DOCUMENT EXCERPT:
____________
He took his first degree at Trinity College, Cambridge in History (Pt 1) and Economics (Pt 2) (1965) and also his MA and PhD. From 1965-1968 he taught part-time at Cambridge, from 1968-1989 was Lecturer in Sociology and Social Anthropology at Keele and from 1989-2000 was Senior Lecturer in Sociology at East Anglia.
His first publications were in the sociology of education (including Sociology of Comprehensive Schooling 1977). His second field was the sociology of health - papers about occupational organization in nursing; an ethnography of the industrial workplace and other studies of employment and health, some reported in Sick from Work (1999), and wider work on lay health and safety perception. His third field has been the social and economic implications of energy and climate change, marked in part by a book edited with Rob Flynn: Risk and the Public Acceptance of New Technology (2007).and an edited journal section in Energy Policy (2010) on the social transition to sustainable energy..
While at Salford he has led and published upon several health-related projects, including ICT, Digital Divide, Habitus and Self-Management of Heart Disease (2005-7) within the ESRC e-Society programme. He contributed a paper and a guest editorial to the British Medical Journal on public reaction to the MMR vaccination campaign. He published research on the health and social implications of extending pension age. He also helped bring participation in the major EPSRC Supergen programme (the UK Sustainable Hydrogen Energy Consortium - UKSHEC) to Salford. In this context, he led the social sciences element in the original inter-university and cross-disciplinary bid in 2003 and defended the bid for renewal in 2007 and has contributed with colleagues to a series of publications (books, refereed journal articles, research reports) around the themes of public engagement with hydrogen energy and on how such radical innovation might take off and diffuse. Finally, he has taken part in several events under the aegis of UK Energy Research Centre, UKSHEC, British Sociological Association and others, that have drawn together specialists, national and international, in the sustainable energy field with industry and policy-makers. Much of this work, including publication, has been done since 2008, the last RAE.
____________
(Entries taken from a collection)

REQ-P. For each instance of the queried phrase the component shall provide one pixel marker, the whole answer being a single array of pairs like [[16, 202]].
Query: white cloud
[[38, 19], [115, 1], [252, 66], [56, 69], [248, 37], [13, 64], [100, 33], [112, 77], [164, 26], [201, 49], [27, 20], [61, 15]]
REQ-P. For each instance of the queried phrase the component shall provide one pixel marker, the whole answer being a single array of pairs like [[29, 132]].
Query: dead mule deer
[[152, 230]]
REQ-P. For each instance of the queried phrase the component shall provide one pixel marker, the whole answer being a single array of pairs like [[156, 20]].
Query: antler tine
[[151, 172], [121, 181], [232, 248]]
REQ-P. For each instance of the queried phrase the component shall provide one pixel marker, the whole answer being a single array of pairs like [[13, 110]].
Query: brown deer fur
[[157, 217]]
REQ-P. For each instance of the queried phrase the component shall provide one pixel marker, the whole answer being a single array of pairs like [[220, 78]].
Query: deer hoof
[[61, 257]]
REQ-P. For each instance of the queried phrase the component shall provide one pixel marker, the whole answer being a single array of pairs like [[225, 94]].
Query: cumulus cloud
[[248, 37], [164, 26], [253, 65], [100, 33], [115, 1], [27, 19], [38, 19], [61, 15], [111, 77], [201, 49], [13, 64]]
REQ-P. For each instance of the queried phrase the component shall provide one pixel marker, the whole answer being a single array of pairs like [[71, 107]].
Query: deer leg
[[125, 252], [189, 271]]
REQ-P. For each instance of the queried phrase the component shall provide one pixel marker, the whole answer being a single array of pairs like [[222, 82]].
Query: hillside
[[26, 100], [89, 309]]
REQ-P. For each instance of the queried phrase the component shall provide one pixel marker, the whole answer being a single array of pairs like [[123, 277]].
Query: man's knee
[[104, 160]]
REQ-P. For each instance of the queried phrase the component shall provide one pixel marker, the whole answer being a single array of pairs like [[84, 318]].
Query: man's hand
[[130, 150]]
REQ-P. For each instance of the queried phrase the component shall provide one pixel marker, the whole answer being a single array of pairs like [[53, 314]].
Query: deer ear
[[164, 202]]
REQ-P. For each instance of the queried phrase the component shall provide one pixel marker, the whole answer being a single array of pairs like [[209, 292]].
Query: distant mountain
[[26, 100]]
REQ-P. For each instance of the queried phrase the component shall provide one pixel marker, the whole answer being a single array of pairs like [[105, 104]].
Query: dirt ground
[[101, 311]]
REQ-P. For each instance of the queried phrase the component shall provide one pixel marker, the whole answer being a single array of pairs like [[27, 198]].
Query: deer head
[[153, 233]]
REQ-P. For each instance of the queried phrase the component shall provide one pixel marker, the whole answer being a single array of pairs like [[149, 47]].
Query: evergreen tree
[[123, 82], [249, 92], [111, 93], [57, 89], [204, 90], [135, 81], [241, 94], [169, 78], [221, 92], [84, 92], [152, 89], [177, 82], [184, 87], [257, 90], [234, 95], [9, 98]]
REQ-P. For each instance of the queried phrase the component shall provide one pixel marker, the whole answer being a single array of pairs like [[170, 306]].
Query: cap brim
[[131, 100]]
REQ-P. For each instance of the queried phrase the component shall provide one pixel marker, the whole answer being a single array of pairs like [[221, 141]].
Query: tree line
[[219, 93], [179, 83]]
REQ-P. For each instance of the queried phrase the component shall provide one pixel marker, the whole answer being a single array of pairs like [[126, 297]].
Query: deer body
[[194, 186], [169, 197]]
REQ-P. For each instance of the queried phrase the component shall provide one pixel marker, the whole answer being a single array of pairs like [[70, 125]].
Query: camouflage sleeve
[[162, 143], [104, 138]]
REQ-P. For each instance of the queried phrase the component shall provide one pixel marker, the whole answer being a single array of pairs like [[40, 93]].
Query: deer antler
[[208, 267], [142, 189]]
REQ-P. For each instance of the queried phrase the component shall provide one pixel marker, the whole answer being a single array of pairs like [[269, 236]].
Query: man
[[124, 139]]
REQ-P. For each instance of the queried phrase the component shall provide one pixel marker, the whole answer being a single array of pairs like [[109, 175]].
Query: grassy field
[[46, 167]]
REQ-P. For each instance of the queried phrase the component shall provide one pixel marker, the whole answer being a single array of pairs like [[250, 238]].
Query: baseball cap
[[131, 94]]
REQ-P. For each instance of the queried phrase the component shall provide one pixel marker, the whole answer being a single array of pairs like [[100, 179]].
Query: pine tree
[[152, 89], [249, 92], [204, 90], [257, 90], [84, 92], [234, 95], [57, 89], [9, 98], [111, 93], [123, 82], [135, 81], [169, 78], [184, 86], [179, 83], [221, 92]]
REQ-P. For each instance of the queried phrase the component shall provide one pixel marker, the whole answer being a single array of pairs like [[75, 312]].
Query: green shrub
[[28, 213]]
____________
Answer these questions from the career summary:
1. At which institution did the subject serve as Senior Lecturer in Sociology from 1989 to 2000?
2. What is the title of the 1999 book that reported some of the studies of employment and health?
3. In what year was the original inter-university and cross-disciplinary bid in which the subject led the social sciences element?

EXERCISE RESPONSE:
1. East Anglia
2. Sick from Work
3. 2003